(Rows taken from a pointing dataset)
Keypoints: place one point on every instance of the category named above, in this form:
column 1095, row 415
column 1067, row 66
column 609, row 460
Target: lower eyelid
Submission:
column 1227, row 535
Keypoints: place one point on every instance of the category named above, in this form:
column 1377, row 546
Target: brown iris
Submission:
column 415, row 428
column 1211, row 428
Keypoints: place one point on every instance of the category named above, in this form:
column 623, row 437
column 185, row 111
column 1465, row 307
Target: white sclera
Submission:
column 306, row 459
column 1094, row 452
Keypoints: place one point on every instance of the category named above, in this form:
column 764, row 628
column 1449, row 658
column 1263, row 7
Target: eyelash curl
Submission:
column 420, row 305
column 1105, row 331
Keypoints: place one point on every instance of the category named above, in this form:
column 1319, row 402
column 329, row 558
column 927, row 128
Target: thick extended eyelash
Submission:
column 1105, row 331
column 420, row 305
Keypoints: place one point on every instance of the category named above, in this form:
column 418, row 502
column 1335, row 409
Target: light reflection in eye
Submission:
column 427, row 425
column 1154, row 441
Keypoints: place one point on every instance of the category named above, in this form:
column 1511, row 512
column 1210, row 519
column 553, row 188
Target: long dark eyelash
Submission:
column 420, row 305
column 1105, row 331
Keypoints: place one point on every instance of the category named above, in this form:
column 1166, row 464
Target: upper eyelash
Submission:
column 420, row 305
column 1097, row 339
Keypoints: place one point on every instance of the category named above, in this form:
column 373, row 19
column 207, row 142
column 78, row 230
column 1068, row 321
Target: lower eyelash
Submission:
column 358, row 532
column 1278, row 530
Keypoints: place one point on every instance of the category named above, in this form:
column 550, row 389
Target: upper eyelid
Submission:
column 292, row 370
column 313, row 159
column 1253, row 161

## Stated goal:
Revise all of the items above so that "Submission" is replaced by "Response" wherever it occurs, leaving everything else unchanged.

## Finished answer:
Keypoints: place one point on every instance of the category named above, in this form:
column 1095, row 415
column 1067, row 66
column 609, row 460
Target: lower eyelid
Response:
column 1227, row 535
Keypoints: place one point on every instance of the category named above, in this form:
column 1377, row 546
Target: brown iris
Response:
column 415, row 428
column 1211, row 428
Keypoints: place one point on every instance of the category named above, in this form:
column 623, row 437
column 185, row 111
column 1465, row 307
Target: white sclera
Response:
column 306, row 459
column 1094, row 452
Keypoints: place one point on every instance of the category named above, in this form:
column 764, row 628
column 1449, row 658
column 1263, row 7
Target: eyelash curl
Response:
column 420, row 305
column 1105, row 331
Keypoints: place one point on every instance of the category named above, in this form:
column 1319, row 402
column 329, row 558
column 927, row 128
Target: thick extended eyelash
Response:
column 1105, row 331
column 420, row 305
Keypoints: place one point on every instance of the category named above, in this form:
column 418, row 502
column 1335, row 409
Target: light reflection in eye
Response:
column 427, row 425
column 1154, row 441
Keypoints: place one point on every instance of the category named above, in this form:
column 1511, row 512
column 1210, row 519
column 553, row 188
Target: long dark eyelash
Response:
column 420, row 305
column 1105, row 331
Keypoints: place one point on every instance of the category named above, in this form:
column 1166, row 464
Target: upper eyelash
Response:
column 420, row 305
column 1097, row 339
Keypoints: place one point on every instance of the category named above, in this form:
column 373, row 19
column 207, row 142
column 78, row 230
column 1068, row 321
Target: lower eyelash
Response:
column 358, row 532
column 1278, row 530
Keypoints: place one point on every instance of the category named above, in this form:
column 550, row 389
Target: upper eyelid
Response:
column 292, row 370
column 313, row 159
column 1253, row 161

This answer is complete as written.